→ Work required: Copy out, unchanged, the records from the line with "Guideline: one keypoint per instance of the road" up to and including the line with "[(98, 555)]".

→ Stored records:
━━━━━━━━━━━━━━━━━━━━
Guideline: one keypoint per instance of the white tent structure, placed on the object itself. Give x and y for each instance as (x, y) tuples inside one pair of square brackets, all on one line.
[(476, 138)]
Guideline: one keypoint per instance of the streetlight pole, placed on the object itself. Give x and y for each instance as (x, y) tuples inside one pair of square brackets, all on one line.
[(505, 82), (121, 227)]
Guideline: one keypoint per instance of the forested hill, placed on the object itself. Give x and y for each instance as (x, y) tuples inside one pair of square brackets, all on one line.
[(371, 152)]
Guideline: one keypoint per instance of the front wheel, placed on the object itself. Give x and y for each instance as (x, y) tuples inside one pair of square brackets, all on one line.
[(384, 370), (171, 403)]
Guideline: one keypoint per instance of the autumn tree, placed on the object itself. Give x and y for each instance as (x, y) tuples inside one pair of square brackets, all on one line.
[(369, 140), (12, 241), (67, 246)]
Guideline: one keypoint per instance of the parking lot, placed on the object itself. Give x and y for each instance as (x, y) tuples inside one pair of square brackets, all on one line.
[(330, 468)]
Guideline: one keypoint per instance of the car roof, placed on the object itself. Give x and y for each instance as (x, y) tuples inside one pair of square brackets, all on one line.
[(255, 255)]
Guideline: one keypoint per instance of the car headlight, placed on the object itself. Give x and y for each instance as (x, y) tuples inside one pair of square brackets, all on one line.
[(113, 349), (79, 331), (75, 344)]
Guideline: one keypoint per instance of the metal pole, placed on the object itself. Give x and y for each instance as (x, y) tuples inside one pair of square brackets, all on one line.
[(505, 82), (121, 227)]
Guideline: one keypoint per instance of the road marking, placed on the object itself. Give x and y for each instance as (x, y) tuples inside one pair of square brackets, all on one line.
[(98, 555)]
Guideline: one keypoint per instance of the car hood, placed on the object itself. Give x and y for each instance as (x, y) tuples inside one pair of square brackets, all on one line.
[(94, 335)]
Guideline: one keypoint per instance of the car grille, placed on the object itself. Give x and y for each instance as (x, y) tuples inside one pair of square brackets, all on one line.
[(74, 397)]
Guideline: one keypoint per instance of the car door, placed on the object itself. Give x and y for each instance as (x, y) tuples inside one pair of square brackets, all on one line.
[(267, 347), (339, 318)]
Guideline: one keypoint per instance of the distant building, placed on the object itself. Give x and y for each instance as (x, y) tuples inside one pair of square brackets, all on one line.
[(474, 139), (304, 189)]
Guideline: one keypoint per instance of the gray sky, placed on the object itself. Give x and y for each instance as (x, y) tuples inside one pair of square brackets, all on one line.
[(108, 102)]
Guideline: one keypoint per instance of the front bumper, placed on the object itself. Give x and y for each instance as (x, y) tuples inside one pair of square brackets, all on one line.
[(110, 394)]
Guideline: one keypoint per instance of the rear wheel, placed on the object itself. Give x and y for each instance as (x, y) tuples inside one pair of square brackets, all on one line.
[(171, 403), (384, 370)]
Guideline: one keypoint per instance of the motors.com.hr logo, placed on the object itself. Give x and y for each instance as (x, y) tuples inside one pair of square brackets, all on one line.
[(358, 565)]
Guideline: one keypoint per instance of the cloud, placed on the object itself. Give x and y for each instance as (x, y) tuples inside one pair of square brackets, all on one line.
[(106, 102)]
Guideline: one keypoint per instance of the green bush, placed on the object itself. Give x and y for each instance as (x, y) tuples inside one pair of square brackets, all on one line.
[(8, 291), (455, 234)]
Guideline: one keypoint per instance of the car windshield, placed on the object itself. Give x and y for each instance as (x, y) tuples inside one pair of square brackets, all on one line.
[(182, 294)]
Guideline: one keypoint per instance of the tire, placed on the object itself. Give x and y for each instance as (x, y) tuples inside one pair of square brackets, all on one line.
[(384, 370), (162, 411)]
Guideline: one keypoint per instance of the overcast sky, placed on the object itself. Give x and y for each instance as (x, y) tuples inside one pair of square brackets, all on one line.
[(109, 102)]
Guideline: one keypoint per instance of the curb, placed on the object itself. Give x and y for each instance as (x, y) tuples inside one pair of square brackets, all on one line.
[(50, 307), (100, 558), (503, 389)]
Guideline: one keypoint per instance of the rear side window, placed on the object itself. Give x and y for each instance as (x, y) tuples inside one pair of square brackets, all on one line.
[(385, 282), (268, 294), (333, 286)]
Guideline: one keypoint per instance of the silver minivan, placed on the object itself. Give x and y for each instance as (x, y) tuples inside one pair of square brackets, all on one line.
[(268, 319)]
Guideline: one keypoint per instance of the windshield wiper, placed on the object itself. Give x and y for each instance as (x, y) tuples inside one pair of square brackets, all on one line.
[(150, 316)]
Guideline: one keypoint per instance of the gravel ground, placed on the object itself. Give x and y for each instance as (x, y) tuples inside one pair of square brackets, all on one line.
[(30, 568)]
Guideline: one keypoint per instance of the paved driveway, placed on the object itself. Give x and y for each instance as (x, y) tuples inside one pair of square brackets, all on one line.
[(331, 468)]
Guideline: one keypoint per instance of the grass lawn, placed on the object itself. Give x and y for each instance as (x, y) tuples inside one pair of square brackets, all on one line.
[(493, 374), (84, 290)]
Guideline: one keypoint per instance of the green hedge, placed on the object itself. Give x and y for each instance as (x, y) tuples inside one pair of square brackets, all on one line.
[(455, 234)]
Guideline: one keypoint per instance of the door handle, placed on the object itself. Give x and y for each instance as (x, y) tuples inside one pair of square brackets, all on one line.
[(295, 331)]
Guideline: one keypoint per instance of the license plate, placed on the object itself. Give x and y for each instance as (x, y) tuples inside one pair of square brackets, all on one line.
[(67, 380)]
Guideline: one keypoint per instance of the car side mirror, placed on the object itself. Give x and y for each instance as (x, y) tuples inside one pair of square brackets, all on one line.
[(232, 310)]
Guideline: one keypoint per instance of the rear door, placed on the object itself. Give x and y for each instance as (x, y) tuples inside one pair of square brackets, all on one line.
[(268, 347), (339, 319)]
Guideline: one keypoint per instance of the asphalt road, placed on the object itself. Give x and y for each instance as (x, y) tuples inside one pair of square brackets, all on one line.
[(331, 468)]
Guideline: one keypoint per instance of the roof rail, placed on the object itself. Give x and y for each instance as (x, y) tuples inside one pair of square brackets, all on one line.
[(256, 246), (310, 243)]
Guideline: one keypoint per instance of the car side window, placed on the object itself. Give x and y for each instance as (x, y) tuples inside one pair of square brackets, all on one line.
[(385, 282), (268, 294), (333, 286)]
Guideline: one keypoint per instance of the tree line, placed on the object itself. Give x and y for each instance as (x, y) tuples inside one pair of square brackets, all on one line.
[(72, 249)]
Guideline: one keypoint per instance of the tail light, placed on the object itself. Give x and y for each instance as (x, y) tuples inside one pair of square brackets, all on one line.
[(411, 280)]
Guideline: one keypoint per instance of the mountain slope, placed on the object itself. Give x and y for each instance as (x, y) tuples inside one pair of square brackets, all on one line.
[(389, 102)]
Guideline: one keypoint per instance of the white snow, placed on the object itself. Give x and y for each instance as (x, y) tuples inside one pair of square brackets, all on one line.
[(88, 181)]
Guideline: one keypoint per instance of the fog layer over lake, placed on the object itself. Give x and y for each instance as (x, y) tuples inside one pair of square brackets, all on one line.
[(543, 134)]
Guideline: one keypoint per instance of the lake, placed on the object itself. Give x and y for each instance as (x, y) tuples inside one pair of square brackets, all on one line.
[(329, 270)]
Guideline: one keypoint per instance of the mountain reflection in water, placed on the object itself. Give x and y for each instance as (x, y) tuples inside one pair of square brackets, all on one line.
━━━━━━━━━━━━━━━━━━━━
→ Reply to the exercise:
Guideline: one keypoint per instance of the road marking, placed on the object itself. Give x and y for each instance as (x, y) tuples inside one pair of square brackets, all on one line.
[(98, 555)]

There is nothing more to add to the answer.